What is expected »
Rewrite the records below with every "instance" swapped for "object" and nothing else altered. Leave out the pictures.
## begin
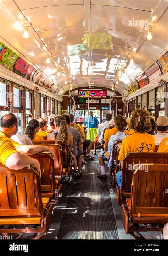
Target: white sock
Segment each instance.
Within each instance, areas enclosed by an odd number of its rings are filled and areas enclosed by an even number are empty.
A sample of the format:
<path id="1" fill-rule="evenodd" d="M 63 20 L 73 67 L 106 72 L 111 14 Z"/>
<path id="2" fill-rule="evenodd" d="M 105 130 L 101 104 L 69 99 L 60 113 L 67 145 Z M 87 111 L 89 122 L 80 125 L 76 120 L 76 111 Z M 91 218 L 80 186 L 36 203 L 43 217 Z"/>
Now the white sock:
<path id="1" fill-rule="evenodd" d="M 103 165 L 103 166 L 100 166 L 100 170 L 101 170 L 101 174 L 102 174 L 102 175 L 105 174 L 105 166 Z"/>

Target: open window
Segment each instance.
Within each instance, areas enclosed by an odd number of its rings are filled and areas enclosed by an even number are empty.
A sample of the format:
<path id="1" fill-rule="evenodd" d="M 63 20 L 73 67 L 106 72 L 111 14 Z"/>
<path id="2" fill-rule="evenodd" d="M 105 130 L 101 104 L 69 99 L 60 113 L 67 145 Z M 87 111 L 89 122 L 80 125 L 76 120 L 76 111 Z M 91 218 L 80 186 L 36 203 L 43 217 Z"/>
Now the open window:
<path id="1" fill-rule="evenodd" d="M 18 119 L 18 133 L 24 133 L 24 118 L 23 113 L 23 88 L 14 84 L 13 88 L 13 113 Z"/>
## end
Result »
Target: white sock
Segment each object.
Within each object, areas enclosed by an odd number of its rings are filled and areas enclosed by an even number are empty.
A sample of the format:
<path id="1" fill-rule="evenodd" d="M 63 20 L 73 67 L 106 72 L 111 14 Z"/>
<path id="2" fill-rule="evenodd" d="M 105 130 L 101 104 L 69 99 L 60 113 L 67 145 Z M 87 111 L 89 122 L 80 125 L 76 120 L 76 111 Z M 91 218 L 80 186 L 36 203 L 43 217 Z"/>
Now the white sock:
<path id="1" fill-rule="evenodd" d="M 103 165 L 103 166 L 100 166 L 100 170 L 101 170 L 101 174 L 102 174 L 102 175 L 105 174 L 105 166 Z"/>

Target: open window
Segment each object.
Within each object, areas enclosed by an odd number of its rings are filled and areas enclosed by an even number are empty.
A sample of the format:
<path id="1" fill-rule="evenodd" d="M 63 20 L 73 67 L 106 72 L 111 14 Z"/>
<path id="2" fill-rule="evenodd" d="M 105 130 L 101 104 L 69 99 L 60 113 L 67 145 Z M 87 111 L 89 122 L 80 125 L 76 120 L 76 111 Z M 91 218 L 80 186 L 36 203 L 43 217 Z"/>
Now the open window:
<path id="1" fill-rule="evenodd" d="M 18 119 L 18 133 L 24 133 L 24 118 L 23 113 L 23 88 L 14 84 L 13 88 L 13 113 Z"/>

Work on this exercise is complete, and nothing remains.